(WHAT IS REQUIRED):
Answer these from the text below on the Bamber Bridge tramway:
1. What is the name of Lancashire's mapping tool?
2. How many times did the M61 and the Walton Summit Branch intersect?
3. By the time the M6 was built, roughly how long had the tramway been closed?

(DOCUMENT):
Hi, looking at MARIO, Lancashire's mapping tool, with historic maps, the tramway at Bamber Bridge terminated with a canal basin to the West of the M6. Under the M61, it would have been the Walton Summit Branch of the Leeds/Liverpool Canal, and where it crossed is now underneath the Southbound On/Northbound Off of the M65/M61 interchange and Walton Summit Junction.
The Walton Summit Branch was filled in, in part, for the building of the M61, as the Motorway and Canal intersected three times, and it had been disused for a long time prior. The Lancaster canal was finally connected to the rest of the canals in the UK by way of a Ribble crossing in 2002.
I would hazard not, as the tramway had been closed for almost 100 years by the time the M6 was built, but if there was, it would be right on the southbound off/northbound on of J29.

(RECORDS SUPPLIED):

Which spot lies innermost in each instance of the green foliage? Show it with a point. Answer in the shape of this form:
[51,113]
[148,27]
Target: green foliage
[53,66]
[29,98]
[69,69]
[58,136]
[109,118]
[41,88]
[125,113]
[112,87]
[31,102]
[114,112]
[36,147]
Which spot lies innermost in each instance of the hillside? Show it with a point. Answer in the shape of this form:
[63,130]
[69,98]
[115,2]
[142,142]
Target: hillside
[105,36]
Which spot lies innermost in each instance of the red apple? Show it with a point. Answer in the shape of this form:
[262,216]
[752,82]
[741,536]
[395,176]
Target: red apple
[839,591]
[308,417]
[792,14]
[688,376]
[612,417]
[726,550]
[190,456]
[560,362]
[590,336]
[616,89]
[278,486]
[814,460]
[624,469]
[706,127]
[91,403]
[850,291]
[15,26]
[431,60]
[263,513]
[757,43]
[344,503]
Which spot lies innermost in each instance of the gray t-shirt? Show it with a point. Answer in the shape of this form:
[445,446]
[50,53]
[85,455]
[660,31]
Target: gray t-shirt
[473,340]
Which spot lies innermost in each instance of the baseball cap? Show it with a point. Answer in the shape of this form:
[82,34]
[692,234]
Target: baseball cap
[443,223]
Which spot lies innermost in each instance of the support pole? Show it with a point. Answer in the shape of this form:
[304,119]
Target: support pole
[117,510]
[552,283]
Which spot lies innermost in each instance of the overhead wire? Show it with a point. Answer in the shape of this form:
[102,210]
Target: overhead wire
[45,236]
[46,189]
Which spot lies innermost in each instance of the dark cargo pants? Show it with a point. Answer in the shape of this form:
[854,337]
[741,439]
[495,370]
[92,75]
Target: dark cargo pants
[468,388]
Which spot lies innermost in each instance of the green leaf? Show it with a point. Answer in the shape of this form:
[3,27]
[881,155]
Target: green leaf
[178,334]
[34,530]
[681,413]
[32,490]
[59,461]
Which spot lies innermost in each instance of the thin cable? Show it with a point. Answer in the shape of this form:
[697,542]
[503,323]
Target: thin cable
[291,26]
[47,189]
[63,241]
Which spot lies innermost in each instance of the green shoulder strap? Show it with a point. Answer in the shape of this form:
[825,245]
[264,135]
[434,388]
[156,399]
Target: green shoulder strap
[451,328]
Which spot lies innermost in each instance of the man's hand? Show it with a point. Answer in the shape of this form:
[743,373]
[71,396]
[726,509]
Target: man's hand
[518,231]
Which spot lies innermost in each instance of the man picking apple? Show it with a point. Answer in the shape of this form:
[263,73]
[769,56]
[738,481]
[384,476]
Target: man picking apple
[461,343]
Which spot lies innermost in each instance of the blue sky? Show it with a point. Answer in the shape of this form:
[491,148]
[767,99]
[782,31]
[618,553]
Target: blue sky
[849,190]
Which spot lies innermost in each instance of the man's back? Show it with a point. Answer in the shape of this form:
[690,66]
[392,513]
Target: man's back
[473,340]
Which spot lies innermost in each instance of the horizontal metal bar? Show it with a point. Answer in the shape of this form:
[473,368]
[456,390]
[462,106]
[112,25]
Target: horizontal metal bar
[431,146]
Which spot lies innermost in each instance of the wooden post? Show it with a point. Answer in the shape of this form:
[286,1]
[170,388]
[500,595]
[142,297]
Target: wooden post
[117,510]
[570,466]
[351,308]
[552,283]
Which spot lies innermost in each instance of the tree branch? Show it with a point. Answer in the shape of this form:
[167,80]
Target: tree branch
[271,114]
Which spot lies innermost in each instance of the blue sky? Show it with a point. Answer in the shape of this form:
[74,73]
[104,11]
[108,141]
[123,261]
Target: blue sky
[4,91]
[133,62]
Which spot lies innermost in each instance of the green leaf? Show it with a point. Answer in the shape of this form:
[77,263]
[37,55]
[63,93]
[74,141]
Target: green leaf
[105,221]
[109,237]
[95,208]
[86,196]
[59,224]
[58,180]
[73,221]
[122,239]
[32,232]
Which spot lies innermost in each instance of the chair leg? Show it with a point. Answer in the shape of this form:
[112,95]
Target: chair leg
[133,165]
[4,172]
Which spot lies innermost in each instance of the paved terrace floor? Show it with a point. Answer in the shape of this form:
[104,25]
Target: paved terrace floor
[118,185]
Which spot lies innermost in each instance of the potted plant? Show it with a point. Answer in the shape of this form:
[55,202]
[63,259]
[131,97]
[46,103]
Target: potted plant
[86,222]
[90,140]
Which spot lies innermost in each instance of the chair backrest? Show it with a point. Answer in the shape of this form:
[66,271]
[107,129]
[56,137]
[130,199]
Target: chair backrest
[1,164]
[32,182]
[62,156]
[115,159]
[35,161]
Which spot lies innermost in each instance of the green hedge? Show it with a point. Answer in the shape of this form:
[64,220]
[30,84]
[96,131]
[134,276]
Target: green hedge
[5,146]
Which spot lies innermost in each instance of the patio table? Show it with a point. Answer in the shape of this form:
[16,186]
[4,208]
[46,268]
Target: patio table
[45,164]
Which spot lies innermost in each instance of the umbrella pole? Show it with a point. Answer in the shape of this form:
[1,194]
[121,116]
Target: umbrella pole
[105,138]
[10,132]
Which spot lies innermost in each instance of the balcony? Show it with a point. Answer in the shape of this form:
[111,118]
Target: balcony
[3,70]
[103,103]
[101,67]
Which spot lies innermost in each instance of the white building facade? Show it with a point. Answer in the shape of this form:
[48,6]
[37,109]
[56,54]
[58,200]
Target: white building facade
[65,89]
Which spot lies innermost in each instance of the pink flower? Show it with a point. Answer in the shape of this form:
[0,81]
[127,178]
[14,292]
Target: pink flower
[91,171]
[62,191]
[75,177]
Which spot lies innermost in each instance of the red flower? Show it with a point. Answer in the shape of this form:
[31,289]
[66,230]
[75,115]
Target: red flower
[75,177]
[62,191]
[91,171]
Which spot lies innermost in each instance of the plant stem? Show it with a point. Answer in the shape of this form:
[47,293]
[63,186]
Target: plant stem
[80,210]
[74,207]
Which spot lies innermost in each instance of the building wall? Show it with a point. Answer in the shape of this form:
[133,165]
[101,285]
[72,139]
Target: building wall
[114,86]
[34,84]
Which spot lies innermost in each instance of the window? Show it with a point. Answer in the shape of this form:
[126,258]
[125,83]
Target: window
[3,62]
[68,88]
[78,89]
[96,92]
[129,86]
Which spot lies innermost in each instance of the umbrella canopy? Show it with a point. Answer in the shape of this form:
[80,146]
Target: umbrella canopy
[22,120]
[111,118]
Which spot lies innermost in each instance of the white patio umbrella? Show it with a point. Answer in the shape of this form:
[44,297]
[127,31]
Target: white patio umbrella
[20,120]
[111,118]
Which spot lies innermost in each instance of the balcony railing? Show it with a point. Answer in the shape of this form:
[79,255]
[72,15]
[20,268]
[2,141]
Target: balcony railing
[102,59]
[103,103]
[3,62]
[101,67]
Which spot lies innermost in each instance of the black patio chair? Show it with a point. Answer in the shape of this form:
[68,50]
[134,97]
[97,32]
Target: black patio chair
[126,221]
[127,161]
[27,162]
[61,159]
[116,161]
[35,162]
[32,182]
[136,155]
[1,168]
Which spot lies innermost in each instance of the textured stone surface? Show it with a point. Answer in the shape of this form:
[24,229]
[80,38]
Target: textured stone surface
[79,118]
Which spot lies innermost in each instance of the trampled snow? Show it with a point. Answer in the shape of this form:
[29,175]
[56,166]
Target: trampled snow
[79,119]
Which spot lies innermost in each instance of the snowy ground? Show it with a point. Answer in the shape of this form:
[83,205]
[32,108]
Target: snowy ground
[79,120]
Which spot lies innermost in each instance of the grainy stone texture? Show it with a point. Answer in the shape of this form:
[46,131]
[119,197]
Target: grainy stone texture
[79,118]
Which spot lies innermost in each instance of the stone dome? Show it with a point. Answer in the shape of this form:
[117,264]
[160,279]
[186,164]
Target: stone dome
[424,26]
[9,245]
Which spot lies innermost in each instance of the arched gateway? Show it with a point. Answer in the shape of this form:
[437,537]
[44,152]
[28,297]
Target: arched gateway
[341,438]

(FINISHED TASK):
1. MARIO
2. Three times
3. Almost 100 years